Quoted text:
◇ ◇ ◇ ◇ ◇ ◇ ◇

Merge tag 'timers-vdso-2024-11-18' of git://git.kernel.org/pub/scm/linux/kernel/git/tip/tip

Pull vdso data page handling updates from Thomas Gleixner:
 "First steps of consolidating the VDSO data page handling.

  The VDSO data page handling is architecture specific for historical
  reasons, but there is no real technical reason to do so.

  Aside of that VDSO data has become a dump ground for various
  mechanisms and fail to provide a clear separation of the
  functionalities.

  Clean this up by:

   - consolidating the VDSO page data by getting rid of architecture
     specific warts especially in x86 and PowerPC.

   - removing the last includes of header files which are pulling in
     other headers outside of the VDSO namespace.

   - seperating timekeeping and other VDSO data accordingly.

  Further consolidation of the VDSO page handling is done in subsequent
  changes scheduled for the next merge window.

◇ ◇ ◇ ◇ ◇ ◇ ◇

Goal:
Summarize the merge message above in two sentences.

◇ ◇ ◇ ◇ ◇ ◇ ◇

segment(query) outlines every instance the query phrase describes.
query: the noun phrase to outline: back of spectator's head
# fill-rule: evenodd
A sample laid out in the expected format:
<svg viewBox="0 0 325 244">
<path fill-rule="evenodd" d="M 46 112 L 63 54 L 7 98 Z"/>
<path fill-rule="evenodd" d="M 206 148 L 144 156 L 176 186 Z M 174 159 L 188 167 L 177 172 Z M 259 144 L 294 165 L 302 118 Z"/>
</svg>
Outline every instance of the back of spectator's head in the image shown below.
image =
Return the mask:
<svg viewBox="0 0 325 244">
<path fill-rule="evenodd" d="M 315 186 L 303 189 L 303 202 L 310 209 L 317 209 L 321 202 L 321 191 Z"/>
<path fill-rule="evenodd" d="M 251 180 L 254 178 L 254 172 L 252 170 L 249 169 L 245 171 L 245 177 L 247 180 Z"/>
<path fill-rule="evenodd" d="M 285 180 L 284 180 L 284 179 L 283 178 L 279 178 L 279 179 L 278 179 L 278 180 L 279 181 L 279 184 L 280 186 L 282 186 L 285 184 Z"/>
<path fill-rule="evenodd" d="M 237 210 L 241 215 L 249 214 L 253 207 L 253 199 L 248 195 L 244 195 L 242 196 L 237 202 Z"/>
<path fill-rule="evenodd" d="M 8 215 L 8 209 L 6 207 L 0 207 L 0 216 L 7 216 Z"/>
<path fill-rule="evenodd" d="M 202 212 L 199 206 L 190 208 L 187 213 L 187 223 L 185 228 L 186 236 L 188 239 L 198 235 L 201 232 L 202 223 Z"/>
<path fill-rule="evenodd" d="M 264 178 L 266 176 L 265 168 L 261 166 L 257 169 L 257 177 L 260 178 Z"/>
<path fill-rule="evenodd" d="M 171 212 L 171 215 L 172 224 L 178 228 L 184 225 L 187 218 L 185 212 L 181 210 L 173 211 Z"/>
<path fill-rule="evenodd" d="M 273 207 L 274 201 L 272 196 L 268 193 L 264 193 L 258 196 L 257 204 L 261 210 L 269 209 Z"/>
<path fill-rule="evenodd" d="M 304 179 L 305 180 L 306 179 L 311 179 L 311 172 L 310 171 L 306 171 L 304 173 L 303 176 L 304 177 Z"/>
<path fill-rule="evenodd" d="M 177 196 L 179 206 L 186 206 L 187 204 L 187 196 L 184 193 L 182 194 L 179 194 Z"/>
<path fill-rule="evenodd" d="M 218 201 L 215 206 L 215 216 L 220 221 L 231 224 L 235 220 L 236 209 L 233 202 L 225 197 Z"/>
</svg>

◇ ◇ ◇ ◇ ◇ ◇ ◇

Solution:
The VDSO data page handling is architecture specific only for historical reasons, and the VDSO data has become a dump ground for various mechanisms without a clear separation of functionalities. This first round of consolidation removes architecture-specific warts, especially in x86 and PowerPC, drops the last includes that pull in headers outside the VDSO namespace, and separates timekeeping from other VDSO data, with further consolidation scheduled for the next merge window.